- AVAILABLE DATA -
+ + +

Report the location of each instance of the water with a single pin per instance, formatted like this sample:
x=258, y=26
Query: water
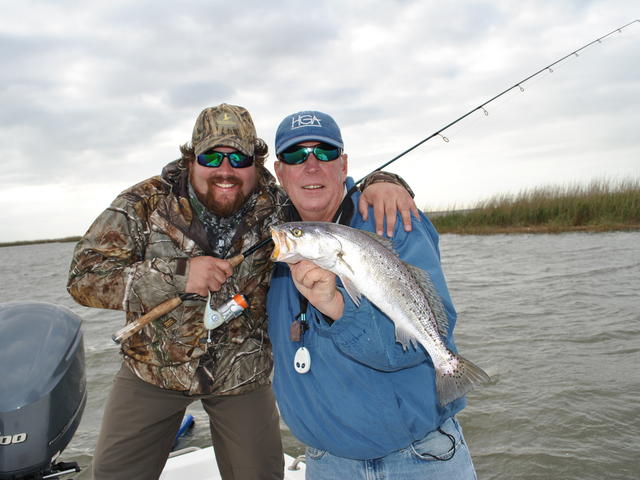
x=554, y=319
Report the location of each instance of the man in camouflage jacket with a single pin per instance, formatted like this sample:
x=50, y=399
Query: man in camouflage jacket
x=164, y=238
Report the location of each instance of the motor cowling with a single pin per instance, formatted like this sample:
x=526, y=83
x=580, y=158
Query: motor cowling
x=42, y=386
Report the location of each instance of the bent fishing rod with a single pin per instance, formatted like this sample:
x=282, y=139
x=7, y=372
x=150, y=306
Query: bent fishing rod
x=495, y=97
x=168, y=305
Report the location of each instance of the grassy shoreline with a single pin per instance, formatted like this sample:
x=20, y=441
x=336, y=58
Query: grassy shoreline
x=600, y=206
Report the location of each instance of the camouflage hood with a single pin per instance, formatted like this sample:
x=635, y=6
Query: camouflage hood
x=135, y=256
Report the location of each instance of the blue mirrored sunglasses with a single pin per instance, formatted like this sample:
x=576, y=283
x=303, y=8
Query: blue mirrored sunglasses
x=214, y=159
x=297, y=154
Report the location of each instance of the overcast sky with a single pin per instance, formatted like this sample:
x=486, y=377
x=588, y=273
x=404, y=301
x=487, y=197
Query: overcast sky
x=96, y=96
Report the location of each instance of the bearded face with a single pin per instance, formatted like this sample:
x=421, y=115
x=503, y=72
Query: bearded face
x=222, y=189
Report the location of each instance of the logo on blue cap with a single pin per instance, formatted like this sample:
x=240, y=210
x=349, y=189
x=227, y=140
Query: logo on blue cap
x=307, y=126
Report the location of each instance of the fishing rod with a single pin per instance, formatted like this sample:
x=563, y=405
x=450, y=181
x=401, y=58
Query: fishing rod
x=481, y=106
x=168, y=305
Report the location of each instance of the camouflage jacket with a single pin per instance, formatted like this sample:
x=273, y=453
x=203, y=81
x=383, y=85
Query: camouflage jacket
x=134, y=257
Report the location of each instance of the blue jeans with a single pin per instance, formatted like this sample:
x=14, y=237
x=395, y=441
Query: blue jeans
x=436, y=456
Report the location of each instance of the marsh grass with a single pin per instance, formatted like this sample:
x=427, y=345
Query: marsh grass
x=598, y=206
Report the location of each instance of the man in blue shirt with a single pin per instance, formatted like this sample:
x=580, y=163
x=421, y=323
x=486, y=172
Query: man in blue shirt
x=358, y=401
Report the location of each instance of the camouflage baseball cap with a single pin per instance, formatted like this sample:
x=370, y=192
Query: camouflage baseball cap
x=224, y=126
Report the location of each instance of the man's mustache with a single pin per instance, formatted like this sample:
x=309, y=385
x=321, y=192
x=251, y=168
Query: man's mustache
x=225, y=179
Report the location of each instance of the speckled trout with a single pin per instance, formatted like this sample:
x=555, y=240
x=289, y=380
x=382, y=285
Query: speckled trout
x=368, y=266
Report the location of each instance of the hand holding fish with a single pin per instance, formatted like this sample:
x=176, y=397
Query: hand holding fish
x=319, y=287
x=207, y=274
x=367, y=266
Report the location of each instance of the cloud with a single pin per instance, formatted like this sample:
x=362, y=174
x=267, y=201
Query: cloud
x=102, y=94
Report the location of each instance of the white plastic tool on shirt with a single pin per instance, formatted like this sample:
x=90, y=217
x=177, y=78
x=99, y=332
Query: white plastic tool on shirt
x=302, y=360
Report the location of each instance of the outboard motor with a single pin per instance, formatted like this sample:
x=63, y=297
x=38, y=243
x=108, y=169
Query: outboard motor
x=43, y=388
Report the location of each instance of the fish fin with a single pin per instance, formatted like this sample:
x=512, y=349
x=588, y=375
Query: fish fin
x=433, y=297
x=453, y=383
x=352, y=290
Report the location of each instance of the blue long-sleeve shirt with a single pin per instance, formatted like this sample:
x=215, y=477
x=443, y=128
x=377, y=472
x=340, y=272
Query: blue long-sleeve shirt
x=364, y=396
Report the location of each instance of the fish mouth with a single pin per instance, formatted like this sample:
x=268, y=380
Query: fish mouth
x=277, y=241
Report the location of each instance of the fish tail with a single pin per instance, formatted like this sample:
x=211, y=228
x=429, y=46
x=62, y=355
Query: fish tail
x=456, y=379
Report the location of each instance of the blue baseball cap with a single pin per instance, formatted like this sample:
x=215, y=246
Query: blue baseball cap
x=307, y=126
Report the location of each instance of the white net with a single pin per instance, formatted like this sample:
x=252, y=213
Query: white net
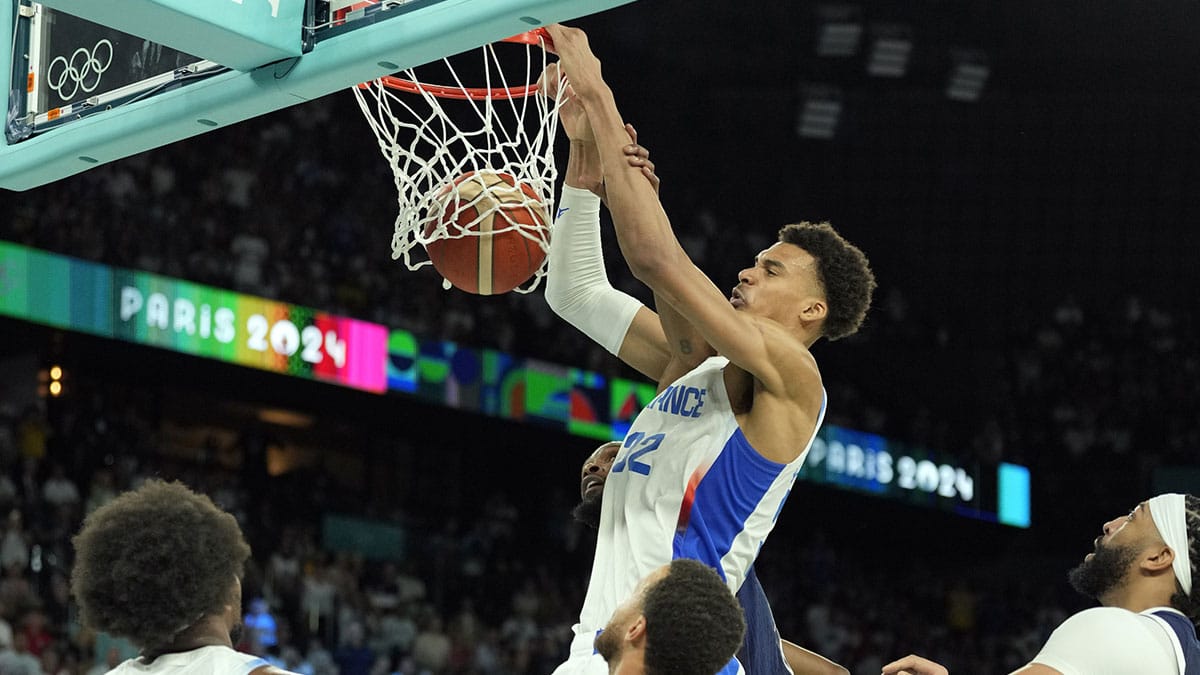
x=435, y=135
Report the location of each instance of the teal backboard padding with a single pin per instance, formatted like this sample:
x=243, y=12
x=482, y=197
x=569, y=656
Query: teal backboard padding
x=412, y=37
x=239, y=34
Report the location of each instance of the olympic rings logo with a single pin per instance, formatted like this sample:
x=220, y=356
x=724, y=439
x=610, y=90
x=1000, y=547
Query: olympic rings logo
x=78, y=71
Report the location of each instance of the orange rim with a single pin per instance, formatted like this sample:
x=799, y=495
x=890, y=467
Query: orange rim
x=538, y=36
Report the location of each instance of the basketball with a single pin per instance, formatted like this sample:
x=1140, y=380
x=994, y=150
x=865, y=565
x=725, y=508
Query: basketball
x=493, y=231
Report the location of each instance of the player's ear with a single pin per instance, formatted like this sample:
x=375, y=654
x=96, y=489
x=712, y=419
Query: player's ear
x=1158, y=557
x=813, y=310
x=636, y=632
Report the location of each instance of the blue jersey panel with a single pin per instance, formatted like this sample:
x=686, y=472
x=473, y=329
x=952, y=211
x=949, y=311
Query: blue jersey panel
x=761, y=652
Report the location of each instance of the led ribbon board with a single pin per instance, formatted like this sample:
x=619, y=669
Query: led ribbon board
x=187, y=317
x=231, y=327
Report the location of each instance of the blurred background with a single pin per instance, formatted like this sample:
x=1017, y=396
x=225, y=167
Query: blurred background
x=1024, y=177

+ + +

- PROBLEM TO WORK ON -
Give every line of the records above as a JSON list of strings, one string per line, with blank lines and the pictures left out.

- RESPONSE -
[
  "Report the location of each instance of the water with a single pin per instance, formatted like this sample:",
  "x=258, y=26",
  "Query: water",
  "x=554, y=319",
  "Report the location of each instance of the man in camouflage jacket with a single pin per instance, formatted like this sample:",
  "x=50, y=399",
  "Query: man in camouflage jacket",
  "x=164, y=238",
  "Report the location of each instance of the motor cowling with a single pin per instance, formatted like this sample:",
  "x=526, y=83",
  "x=580, y=158",
  "Query: motor cowling",
  "x=42, y=386",
  "Report the location of each instance of the bent fishing rod with a single pin per instance, formatted like this sample:",
  "x=282, y=139",
  "x=7, y=372",
  "x=150, y=306",
  "Query: bent fishing rod",
  "x=495, y=97",
  "x=168, y=305",
  "Report the location of each instance of the grassy shoreline with a single pin per instance, formatted like this sample:",
  "x=20, y=441",
  "x=336, y=58",
  "Query: grassy shoreline",
  "x=600, y=206",
  "Report the location of each instance of the camouflage hood with a single pin per instance, formatted like this sample:",
  "x=635, y=6",
  "Query: camouflage hood",
  "x=135, y=256",
  "Report the location of each instance of the blue mirrored sunglasses with a single pin per instance, formatted like this sample:",
  "x=576, y=283",
  "x=303, y=8",
  "Query: blue mirrored sunglasses",
  "x=214, y=159",
  "x=297, y=154",
  "Report the location of each instance of the overcast sky with a single pin per instance, formatted like this sample:",
  "x=486, y=377",
  "x=588, y=273",
  "x=404, y=301",
  "x=487, y=197",
  "Query: overcast sky",
  "x=96, y=96",
  "Report the location of each instance of the bearded face with a single pin per instance, formatted like this sample:",
  "x=421, y=115",
  "x=503, y=72",
  "Query: bearded face",
  "x=222, y=189",
  "Report the location of each instance of the logo on blue cap with a single pin per instance, formatted like this sample:",
  "x=240, y=210",
  "x=349, y=189",
  "x=227, y=140",
  "Query: logo on blue cap",
  "x=307, y=126",
  "Report the location of each instance of the fishing rod with a single pin per instance, formatted like this sample:",
  "x=563, y=405",
  "x=450, y=181",
  "x=401, y=58",
  "Query: fishing rod",
  "x=481, y=106",
  "x=168, y=305",
  "Report the location of each instance of the camouflage jacket with a single pin per instance, formatted like this sample:",
  "x=273, y=453",
  "x=203, y=81",
  "x=383, y=85",
  "Query: camouflage jacket",
  "x=134, y=257",
  "Report the location of each instance of the blue jeans with a single pin per instance, formatted like this sample:",
  "x=14, y=237",
  "x=395, y=441",
  "Query: blue jeans",
  "x=436, y=456",
  "Report the location of each instance of the marsh grass with a single pin per instance, formatted like this sample:",
  "x=427, y=345",
  "Query: marsh grass",
  "x=598, y=206",
  "Report the location of each instance of the man in blue shirt with a single pin per instance, formatted like this sample:",
  "x=580, y=163",
  "x=421, y=323",
  "x=486, y=172",
  "Query: man in blue shirt",
  "x=358, y=401",
  "Report the location of each instance of the camouflage baseball cap with a single pin per instance, formatted like this sample:",
  "x=370, y=192",
  "Query: camouflage baseball cap",
  "x=224, y=126",
  "Report the location of each instance of the man's mustache with a single pin per instance, formatted like this sample:",
  "x=309, y=385",
  "x=321, y=192",
  "x=251, y=168",
  "Query: man's mustache",
  "x=225, y=179",
  "Report the location of each instance of the speckled trout with a single pin per instance, formatted like this sample:",
  "x=555, y=240",
  "x=289, y=380",
  "x=382, y=285",
  "Query: speckled trout",
  "x=368, y=266",
  "Report the location of each instance of the hand holding fish with a single pin per instance, formatted like this sample:",
  "x=176, y=397",
  "Query: hand holding fish",
  "x=319, y=287",
  "x=207, y=274",
  "x=367, y=266",
  "Report the location of each instance of the cloud with a single pin per instance, formatted like this sample:",
  "x=362, y=174",
  "x=267, y=201",
  "Query: cloud",
  "x=102, y=94",
  "Report the location of each instance of the white plastic tool on shirt with a single pin per instance, formatted like this sample:",
  "x=90, y=217",
  "x=177, y=78",
  "x=99, y=332",
  "Query: white plastic tool on shirt",
  "x=302, y=360",
  "Report the location of each instance of the outboard motor with a single pin per instance, formatted like this sample:",
  "x=63, y=297",
  "x=38, y=243",
  "x=108, y=169",
  "Query: outboard motor",
  "x=43, y=388",
  "Report the location of each instance of the fish fin with a single pin per instance, formatted like this sample:",
  "x=512, y=349",
  "x=588, y=375",
  "Query: fish fin",
  "x=433, y=297",
  "x=453, y=383",
  "x=352, y=290",
  "Report the location of each instance of the blue long-sleeve shirt with a single pin per instance, formatted like this sample:",
  "x=215, y=477",
  "x=443, y=128",
  "x=377, y=472",
  "x=340, y=272",
  "Query: blue long-sleeve shirt",
  "x=364, y=396",
  "Report the location of each instance of the fish mouth with a single pin per instance, formatted like this sample:",
  "x=268, y=380",
  "Query: fish mouth",
  "x=277, y=241",
  "Report the location of each instance of the fish tail with a single pin per instance, formatted like this sample:",
  "x=211, y=228",
  "x=429, y=46",
  "x=62, y=355",
  "Query: fish tail",
  "x=456, y=379",
  "Report the location of each instance of the blue baseball cap with a single pin per instance, formatted like this sample:",
  "x=215, y=246",
  "Query: blue baseball cap",
  "x=307, y=126",
  "Report the location of each instance of the white net with a single pin per instance, formatted like this sample:",
  "x=252, y=213",
  "Query: white net",
  "x=435, y=135",
  "Report the location of each instance of the teal backboard padding with a single pin per instance, formatted like this sample:",
  "x=243, y=12",
  "x=482, y=197",
  "x=569, y=656",
  "Query: teal backboard padding",
  "x=412, y=37",
  "x=239, y=34",
  "Report the location of each instance of the olympic rings logo with a single pin per instance, formatted like this sample:",
  "x=220, y=356",
  "x=724, y=439",
  "x=610, y=90",
  "x=1000, y=547",
  "Query: olympic rings logo",
  "x=78, y=71",
  "Report the location of each instance of the orange rim with a single pin per instance, formatted like this sample:",
  "x=799, y=495",
  "x=890, y=467",
  "Query: orange rim",
  "x=538, y=36",
  "Report the location of each instance of the basketball with a single pin per instance, formatted like this sample:",
  "x=1140, y=380",
  "x=994, y=150",
  "x=865, y=565",
  "x=725, y=508",
  "Query: basketball",
  "x=493, y=231",
  "Report the location of each instance of the player's ear with a single pin per instance, formatted like this sample:",
  "x=375, y=654",
  "x=96, y=489",
  "x=712, y=419",
  "Query: player's ear",
  "x=1158, y=557",
  "x=813, y=310",
  "x=636, y=632",
  "Report the location of each instance of the blue jersey panel with a single pin per instance, formatted like this sample:",
  "x=686, y=472",
  "x=473, y=329",
  "x=952, y=211",
  "x=949, y=311",
  "Query: blue jersey panel",
  "x=761, y=652",
  "Report the location of each instance of the led ribbon board with a single pin per instance, formatted like this sample:",
  "x=619, y=669",
  "Query: led ribbon board",
  "x=187, y=317",
  "x=231, y=327",
  "Report the location of each instance of the blurred background with a single pin per instance, formatted like this sample:",
  "x=1017, y=396",
  "x=225, y=167",
  "Query: blurred background",
  "x=1024, y=177"
]